■ **Problem statement**:
First find the line containing "Query: gray suit jacket" in the data, then set it down exactly along with every line after it, through the last.

■ **Recorded information**:
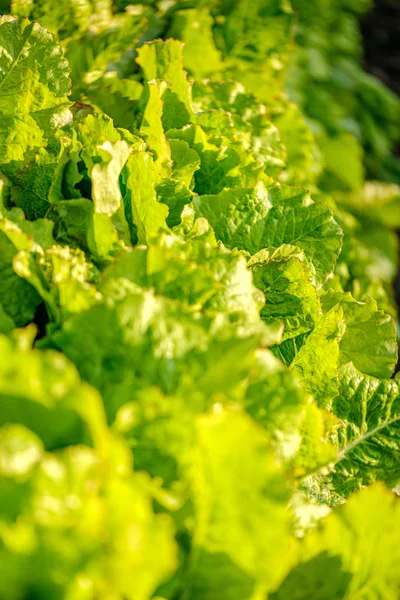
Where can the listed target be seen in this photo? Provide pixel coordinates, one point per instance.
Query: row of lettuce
(198, 329)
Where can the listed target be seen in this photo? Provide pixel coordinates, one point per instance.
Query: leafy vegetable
(197, 328)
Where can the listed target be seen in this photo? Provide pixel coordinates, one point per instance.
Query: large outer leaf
(233, 468)
(253, 219)
(34, 85)
(369, 340)
(353, 555)
(284, 277)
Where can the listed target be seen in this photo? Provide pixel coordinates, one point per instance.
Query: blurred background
(381, 34)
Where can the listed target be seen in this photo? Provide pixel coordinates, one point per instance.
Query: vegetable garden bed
(199, 203)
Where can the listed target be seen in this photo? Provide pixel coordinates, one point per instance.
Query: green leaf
(194, 28)
(369, 340)
(148, 215)
(42, 391)
(229, 557)
(253, 219)
(34, 85)
(317, 361)
(164, 60)
(368, 439)
(285, 279)
(363, 535)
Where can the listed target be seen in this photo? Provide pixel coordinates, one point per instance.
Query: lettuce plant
(197, 325)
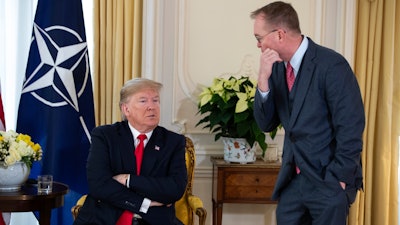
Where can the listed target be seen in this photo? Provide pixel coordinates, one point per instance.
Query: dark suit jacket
(163, 176)
(323, 118)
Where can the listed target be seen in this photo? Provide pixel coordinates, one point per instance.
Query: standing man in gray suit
(312, 91)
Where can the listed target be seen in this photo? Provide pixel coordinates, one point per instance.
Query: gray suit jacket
(323, 118)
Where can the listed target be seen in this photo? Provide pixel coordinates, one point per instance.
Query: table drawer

■ **Task solution**:
Query: gray suit jacket
(323, 118)
Where can the listed target be seen in this photo? Provide pixel coordinates, one point per instance.
Query: table drawer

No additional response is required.